**Task instructions:**
[A] In the news text, quote the passage from "The non-commissioned officer" up to and including "basic human rights.".
[B] Rewrite the news text's paragraph beginning "The non-commissioned officer had" as a short list that keeps its main facts.

**Supplied text:**
((

South Korean military decides to discharge transgender soldier
South Korea's military decided Jan. 22 to discharge a soldier who recently undertook gender- affirmation surgery, a ruling expected to draw strong criticism from human rights groups.
It was the first time in South Korea that an active-duty member has been referred to a military panel to determine whether to end her service due to her operation. South Korea prohibits transgender people from joining the military but has no specific laws on what to do with those who have gender-affirmation surgery during their time in service.
The army said in a statement that it concluded that the soldier's surgery can be considered as a reason for discharge.
The statement said the decision went through due process and was based on a related military law on personnel changes. Army officials cited the law's provision that allows the military to discharge a member with physical and mental disabilities.
The non-commissioned officer had a gender-affirmation surgery abroad late last year. The staff sergeant has since been hospitalized at a military-run facility and expressed a desire to continue serving as a woman soldier, according to the army.
South Korea's state-run human rights watchdog recommended Jan, 21 the army postpone its decision. The National Human Rights Commission said in a statement that referring the soldier to the military panel would be an act of discrimination over sexual identity and affect the soldier's basic human rights.
Public views on gender issues in South Korea have gradually changed in recent years. Several gay-themed movies and TV dramas have become hits and some transgender entertainers have risen to stardom. However, a strong bias against sexual minorities still runs deep through South Korean society.
Activists say transgender people are likely to face harassment, abuse and insults, and many suffer from depression and have attempted suicide.
Israel Signs Pact to Bar Gay Couples From Adopting Russian Babies
Israel signed an agreement with Russia on Jan. 22 that precludes LGBTQ parents from adopting Russian children. While the agreement does not spell this out, it notes that adoptions will be done in line with the laws of both countries. Since in Russia, LGBT parents are barred from adopting children, this will now apply to Israelis seeking to adopt in Russia.
Before the signing of this agreement, Russia was the only country allowing Israelis to adopt children, with the procedure being managed by the Ministry of Social Affairs. In practice, members of the LGBTQ community could not adopt Russian children even before this was formalized. Sources familiar with these issues said that in the past, Israel rejected a demand by Russia that this prohibition be anchored in a formal document. This would have implied that if the law in Russia changed, LGBTQ parents from Israel could have started adopting in Russia.
The signing of the agreement between the two countries after 10 years of negotiations is expected to make it easier and faster for straight couples in Israel to adopt in Russia. It will probably also increase the number of adoptions, according to knowledgeable sources. The new agreement was signed by the Minister for Environmental Protection and Jerusalem Affairs, Zeev Elkin, who also heads an inter-governmental Israel-Russia committee, and senior Russian officials, including several deputy ministers — for foreign affairs, economy, education, labor and welfare — and the deputy heads of Russia’s pension fund and customs. The signature took place on the eve of Russian President Vladimir Putin’s arrival in Israel on Jan. 16 for the World Holocaust Forum.

))

Stored data entries:
((

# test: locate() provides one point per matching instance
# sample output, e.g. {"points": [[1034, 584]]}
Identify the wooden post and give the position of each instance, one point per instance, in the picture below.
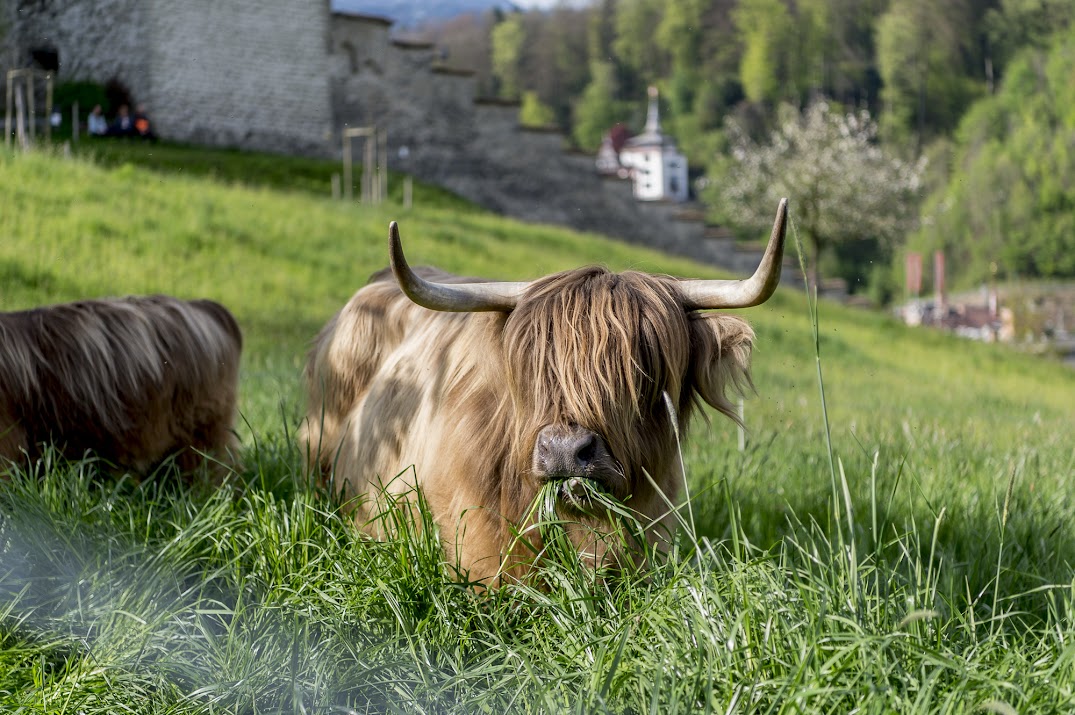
{"points": [[742, 430], [369, 163], [348, 184], [48, 108], [20, 119], [383, 167], [6, 116]]}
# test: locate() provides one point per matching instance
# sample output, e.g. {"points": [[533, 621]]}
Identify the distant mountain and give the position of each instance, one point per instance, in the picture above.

))

**Your written answers:**
[A]
The non-commissioned officer had a gender-affirmation surgery abroad late last year. The staff sergeant has since been hospitalized at a military-run facility and expressed a desire to continue serving as a woman soldier, according to the army.
South Korea's state-run human rights watchdog recommended Jan, 21 the army postpone its decision. The National Human Rights Commission said in a statement that referring the soldier to the military panel would be an act of discrimination over sexual identity and affect the soldier's basic human rights.

[B]
- The non-commissioned officer had gender-affirmation surgery abroad late last year.
- The staff sergeant has since been hospitalized at a military-run facility.
- According to the army, the staff sergeant wants to keep serving as a woman soldier.